* Task instructions: Would you please copy the part of the material below that opens with the line containing "Question. Place a dot on every instance of the chrome" and closes with the line containing "Question. Place a dot on every instance of the asphalt"? Copy it exactly, and only it.

* Records to process:

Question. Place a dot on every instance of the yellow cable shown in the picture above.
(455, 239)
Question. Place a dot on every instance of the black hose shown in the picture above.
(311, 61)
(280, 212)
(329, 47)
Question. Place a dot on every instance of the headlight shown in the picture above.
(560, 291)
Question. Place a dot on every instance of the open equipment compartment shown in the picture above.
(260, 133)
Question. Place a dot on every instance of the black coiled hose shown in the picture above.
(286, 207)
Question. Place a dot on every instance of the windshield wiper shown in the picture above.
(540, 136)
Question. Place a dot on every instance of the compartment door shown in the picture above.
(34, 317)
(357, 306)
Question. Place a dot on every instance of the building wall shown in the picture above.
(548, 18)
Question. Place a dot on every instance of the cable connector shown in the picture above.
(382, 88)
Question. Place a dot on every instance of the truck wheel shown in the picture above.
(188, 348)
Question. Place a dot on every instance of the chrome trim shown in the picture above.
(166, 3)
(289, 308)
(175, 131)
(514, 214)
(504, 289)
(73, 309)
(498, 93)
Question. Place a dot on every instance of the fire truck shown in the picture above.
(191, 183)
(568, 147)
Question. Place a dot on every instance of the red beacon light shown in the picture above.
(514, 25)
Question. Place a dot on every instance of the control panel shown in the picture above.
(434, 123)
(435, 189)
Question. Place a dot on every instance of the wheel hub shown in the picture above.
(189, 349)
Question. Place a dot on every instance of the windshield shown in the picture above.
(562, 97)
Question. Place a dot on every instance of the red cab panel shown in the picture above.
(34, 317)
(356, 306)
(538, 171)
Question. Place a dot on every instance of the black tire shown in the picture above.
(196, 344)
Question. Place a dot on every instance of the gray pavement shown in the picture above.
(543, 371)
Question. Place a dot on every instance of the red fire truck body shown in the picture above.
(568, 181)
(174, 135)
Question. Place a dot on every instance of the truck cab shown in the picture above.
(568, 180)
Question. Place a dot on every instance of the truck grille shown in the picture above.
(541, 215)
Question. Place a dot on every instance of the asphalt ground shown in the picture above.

* * *

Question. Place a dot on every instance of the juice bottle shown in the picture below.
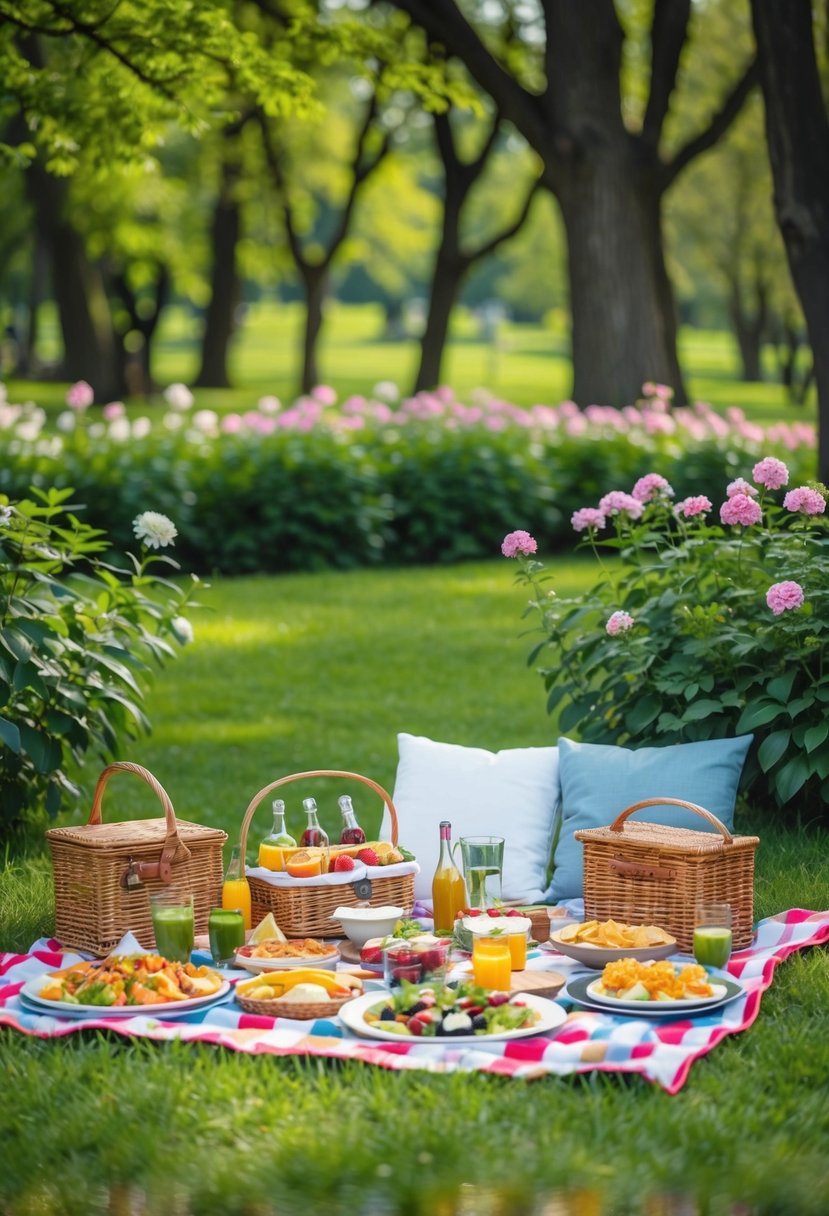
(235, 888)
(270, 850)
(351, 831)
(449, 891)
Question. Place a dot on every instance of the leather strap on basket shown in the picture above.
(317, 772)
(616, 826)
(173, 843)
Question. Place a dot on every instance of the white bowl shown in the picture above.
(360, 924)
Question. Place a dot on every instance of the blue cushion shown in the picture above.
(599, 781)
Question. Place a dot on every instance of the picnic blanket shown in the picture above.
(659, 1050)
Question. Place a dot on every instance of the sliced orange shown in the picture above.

...

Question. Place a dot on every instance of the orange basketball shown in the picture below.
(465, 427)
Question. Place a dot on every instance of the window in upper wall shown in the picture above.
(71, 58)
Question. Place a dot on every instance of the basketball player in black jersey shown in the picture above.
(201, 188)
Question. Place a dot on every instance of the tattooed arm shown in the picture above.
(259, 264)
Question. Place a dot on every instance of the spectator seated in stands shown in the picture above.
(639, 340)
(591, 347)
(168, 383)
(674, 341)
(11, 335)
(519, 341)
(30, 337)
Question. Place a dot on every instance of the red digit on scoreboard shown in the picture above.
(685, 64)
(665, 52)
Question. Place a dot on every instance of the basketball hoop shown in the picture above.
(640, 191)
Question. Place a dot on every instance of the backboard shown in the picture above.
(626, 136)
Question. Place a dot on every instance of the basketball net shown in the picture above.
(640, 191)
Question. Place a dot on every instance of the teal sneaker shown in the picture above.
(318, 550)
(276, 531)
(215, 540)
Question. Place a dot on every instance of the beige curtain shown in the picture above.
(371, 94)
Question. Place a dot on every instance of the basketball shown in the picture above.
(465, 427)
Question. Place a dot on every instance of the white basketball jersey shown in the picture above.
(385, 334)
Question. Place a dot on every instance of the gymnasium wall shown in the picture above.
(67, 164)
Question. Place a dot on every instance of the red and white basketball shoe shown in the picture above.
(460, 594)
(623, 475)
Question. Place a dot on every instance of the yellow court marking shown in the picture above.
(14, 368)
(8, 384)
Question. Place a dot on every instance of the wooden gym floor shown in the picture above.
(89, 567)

* Output below:
Question. Place a dot on every instance of the chrome trim shown in the picture above.
(166, 3)
(289, 308)
(175, 131)
(514, 214)
(504, 289)
(73, 309)
(498, 93)
Question. Place a dot on every instance of the fire truck shown in the picture above.
(191, 183)
(568, 147)
Question. Place a dot on every instance of the red beacon light shown in the picture above.
(514, 25)
Question. Place a dot on every instance of the control panel shown in the picture above.
(434, 123)
(435, 189)
Question. Place a dot on every instance of the wheel hub shown in the picture above.
(189, 349)
Question. Place a dot on every instance of the windshield shown in the picture above.
(562, 97)
Question. Place a dot on every instance of the red cab panel shown in the picture above.
(34, 317)
(356, 306)
(538, 171)
Question. Place a dot on every instance of the black tire shown in the picture above.
(196, 344)
Question. Place a dot on every instance of the gray pavement shown in the picture above.
(543, 371)
Question. Place a dot on every instance of the red fire truck body shown in the picture above.
(568, 181)
(174, 135)
Question. Place a dot on every instance of the truck cab shown in the picture above.
(568, 180)
Question. Place a dot on every instance of the truck grille shown in the picture above.
(541, 215)
Question. Place a dot on every instance of the asphalt ground shown in the picture above.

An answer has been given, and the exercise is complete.